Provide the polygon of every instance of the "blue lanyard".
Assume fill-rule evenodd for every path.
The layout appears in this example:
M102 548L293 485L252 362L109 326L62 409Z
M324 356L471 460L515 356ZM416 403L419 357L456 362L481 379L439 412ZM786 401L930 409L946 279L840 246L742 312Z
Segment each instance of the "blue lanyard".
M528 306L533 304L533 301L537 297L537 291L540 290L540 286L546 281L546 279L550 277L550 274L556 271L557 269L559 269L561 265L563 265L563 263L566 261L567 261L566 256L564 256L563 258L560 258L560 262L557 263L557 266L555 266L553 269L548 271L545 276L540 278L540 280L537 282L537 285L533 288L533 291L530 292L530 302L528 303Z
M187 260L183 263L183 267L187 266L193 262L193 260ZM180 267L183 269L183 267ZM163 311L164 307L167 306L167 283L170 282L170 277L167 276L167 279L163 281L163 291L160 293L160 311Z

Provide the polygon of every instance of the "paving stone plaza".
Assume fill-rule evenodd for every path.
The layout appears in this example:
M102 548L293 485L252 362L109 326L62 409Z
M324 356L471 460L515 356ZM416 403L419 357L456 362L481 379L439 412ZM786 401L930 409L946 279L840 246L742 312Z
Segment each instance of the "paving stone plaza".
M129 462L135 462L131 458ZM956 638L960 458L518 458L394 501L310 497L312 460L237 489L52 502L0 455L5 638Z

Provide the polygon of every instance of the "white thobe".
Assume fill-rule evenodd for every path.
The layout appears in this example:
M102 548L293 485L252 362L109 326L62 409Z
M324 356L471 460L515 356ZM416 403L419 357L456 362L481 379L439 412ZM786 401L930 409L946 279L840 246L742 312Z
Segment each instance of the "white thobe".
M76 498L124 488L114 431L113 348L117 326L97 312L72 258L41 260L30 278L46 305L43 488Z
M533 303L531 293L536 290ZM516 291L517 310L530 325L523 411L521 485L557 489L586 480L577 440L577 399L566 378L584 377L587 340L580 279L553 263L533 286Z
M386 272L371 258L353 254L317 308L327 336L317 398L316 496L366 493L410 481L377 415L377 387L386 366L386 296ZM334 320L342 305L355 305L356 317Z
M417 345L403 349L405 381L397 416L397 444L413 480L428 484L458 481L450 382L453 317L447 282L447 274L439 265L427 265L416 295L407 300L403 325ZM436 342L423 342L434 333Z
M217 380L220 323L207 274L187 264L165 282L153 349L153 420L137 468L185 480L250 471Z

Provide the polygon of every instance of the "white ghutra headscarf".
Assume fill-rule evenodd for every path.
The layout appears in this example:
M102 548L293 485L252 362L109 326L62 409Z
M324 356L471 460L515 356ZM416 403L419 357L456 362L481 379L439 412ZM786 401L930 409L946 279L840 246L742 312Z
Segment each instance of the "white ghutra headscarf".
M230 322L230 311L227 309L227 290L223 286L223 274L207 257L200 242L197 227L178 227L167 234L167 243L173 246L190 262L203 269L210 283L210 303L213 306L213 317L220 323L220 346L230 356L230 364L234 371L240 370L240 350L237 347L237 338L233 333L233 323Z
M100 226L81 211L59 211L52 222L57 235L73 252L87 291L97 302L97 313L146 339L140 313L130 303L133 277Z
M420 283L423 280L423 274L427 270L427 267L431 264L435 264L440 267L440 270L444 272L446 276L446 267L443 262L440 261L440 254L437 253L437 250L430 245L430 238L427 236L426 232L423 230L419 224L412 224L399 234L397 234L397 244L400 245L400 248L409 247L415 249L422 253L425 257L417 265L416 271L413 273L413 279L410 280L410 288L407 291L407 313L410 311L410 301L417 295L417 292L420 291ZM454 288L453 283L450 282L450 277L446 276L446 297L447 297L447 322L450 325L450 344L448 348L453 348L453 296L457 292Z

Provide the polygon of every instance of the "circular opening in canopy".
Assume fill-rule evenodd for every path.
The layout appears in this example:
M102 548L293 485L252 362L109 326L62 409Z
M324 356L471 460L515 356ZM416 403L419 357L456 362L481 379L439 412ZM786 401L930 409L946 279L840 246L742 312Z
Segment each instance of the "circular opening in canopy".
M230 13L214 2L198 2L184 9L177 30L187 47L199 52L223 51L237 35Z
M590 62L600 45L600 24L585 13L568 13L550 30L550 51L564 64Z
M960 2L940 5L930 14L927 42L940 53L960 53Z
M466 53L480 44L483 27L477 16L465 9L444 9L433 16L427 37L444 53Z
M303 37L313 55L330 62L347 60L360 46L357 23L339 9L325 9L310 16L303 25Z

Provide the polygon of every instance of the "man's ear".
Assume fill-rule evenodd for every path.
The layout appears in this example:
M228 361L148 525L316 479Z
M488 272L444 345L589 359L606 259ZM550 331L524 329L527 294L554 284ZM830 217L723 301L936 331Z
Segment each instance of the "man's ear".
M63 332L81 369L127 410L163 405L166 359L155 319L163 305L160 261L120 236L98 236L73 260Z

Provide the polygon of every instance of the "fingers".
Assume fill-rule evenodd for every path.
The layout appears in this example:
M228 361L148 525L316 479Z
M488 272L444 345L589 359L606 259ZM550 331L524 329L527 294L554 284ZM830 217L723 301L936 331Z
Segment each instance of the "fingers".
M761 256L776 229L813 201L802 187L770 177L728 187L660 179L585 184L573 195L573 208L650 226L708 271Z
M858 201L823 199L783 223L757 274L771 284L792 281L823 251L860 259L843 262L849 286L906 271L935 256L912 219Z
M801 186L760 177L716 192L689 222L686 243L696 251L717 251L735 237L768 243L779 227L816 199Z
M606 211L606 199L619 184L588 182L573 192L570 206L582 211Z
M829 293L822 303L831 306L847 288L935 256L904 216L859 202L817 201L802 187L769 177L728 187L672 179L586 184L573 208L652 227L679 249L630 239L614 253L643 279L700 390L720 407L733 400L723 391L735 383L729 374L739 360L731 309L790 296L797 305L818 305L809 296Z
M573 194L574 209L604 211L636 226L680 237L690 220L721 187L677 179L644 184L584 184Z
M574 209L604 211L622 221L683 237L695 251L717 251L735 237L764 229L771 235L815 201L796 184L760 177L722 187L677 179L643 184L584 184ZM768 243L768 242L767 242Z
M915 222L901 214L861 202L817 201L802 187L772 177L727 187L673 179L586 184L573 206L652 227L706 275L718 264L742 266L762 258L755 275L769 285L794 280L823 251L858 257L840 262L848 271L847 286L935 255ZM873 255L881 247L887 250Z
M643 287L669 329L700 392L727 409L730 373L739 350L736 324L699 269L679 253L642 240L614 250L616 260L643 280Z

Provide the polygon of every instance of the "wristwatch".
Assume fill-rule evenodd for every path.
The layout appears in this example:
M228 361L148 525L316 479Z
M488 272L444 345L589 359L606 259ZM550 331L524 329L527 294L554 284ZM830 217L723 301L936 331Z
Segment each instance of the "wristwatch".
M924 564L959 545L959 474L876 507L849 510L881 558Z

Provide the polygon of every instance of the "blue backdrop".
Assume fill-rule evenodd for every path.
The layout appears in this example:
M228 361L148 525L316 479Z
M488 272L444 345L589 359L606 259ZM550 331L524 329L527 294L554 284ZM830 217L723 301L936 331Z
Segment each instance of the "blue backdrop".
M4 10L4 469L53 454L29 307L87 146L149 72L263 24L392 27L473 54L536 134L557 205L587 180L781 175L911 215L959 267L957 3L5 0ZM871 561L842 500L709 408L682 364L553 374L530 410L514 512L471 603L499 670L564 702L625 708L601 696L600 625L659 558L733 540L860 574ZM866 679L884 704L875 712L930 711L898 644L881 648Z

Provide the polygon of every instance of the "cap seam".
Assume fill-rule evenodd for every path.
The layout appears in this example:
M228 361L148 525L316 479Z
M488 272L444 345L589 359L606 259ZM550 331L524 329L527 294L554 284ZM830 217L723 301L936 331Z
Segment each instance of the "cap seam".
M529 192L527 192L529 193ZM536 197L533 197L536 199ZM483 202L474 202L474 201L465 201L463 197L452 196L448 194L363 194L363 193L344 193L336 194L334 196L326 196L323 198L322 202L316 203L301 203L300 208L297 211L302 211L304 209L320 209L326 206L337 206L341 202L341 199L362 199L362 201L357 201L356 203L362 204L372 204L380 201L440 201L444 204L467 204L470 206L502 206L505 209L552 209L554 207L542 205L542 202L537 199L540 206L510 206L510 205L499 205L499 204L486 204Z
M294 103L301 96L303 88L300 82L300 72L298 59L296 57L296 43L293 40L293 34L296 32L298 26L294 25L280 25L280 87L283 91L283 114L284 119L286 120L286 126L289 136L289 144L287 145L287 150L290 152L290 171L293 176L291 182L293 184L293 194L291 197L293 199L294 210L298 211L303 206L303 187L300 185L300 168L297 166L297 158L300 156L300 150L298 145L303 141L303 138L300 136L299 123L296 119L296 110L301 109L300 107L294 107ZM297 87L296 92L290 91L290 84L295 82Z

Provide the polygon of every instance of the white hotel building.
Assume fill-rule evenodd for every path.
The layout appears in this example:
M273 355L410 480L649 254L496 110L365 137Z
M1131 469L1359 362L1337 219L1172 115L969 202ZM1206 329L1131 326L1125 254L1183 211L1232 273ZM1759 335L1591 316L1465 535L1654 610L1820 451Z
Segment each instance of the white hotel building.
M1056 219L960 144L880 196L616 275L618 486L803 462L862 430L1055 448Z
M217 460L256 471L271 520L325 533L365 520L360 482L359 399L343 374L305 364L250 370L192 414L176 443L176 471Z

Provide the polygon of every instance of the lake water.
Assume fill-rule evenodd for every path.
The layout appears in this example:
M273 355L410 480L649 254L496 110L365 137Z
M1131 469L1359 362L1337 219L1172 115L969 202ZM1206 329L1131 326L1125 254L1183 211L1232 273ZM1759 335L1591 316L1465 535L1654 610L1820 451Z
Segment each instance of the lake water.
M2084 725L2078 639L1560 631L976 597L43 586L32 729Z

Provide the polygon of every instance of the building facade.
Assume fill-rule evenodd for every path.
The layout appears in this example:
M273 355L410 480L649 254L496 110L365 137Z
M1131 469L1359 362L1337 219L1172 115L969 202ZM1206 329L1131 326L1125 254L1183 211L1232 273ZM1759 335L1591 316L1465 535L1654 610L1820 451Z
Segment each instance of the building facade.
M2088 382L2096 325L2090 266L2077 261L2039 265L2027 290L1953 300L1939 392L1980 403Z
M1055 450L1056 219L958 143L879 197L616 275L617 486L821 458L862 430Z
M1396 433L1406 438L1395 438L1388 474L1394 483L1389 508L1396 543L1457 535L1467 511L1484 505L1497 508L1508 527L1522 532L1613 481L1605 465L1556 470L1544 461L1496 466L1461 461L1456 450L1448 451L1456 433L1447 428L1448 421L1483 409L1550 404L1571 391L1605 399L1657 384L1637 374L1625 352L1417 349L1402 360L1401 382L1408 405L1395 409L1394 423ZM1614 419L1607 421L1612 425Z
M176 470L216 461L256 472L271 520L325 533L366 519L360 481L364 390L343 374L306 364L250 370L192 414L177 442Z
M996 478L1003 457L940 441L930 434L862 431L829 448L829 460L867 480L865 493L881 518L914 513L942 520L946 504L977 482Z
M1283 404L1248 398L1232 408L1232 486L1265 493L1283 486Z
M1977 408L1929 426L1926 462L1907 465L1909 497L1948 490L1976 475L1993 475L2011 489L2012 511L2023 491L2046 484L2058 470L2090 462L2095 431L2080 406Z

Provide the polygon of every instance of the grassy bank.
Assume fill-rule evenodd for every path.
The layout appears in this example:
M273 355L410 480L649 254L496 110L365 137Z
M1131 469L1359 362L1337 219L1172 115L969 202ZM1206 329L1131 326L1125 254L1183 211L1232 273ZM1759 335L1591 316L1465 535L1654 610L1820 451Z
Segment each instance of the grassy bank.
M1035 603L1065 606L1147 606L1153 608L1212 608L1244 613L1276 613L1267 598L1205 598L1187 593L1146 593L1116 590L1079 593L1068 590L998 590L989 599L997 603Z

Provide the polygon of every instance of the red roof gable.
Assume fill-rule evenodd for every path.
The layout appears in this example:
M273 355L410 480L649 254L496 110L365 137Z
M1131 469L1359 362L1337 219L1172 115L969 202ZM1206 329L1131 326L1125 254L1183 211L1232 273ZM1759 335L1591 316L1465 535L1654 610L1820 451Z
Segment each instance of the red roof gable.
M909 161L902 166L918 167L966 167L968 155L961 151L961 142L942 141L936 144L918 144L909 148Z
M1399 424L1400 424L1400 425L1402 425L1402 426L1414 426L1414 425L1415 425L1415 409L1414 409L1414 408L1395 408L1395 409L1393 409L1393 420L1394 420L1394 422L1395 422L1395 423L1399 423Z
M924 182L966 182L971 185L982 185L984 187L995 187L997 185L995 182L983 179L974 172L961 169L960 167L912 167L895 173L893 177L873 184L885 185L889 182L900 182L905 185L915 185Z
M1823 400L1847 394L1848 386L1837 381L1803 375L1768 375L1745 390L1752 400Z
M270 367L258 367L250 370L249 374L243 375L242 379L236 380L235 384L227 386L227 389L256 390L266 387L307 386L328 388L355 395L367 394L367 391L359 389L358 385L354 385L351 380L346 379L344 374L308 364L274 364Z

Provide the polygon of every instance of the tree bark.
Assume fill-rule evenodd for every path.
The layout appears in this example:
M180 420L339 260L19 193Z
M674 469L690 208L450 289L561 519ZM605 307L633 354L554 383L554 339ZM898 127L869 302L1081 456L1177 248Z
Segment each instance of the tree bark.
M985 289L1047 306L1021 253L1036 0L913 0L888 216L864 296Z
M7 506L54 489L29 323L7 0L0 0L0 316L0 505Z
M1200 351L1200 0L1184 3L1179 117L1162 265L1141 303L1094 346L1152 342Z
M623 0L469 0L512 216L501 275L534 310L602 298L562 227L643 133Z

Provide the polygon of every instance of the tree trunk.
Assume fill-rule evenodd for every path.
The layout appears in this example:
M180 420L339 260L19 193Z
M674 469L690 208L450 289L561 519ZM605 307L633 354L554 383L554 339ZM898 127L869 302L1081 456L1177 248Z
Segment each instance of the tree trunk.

○ ○ ○ ○ ○

Whichever lines of the material hold the word "trunk", find and copy them.

- Answer section -
Provide the polygon of every instance of the tree trunk.
Segment each instance of the tree trunk.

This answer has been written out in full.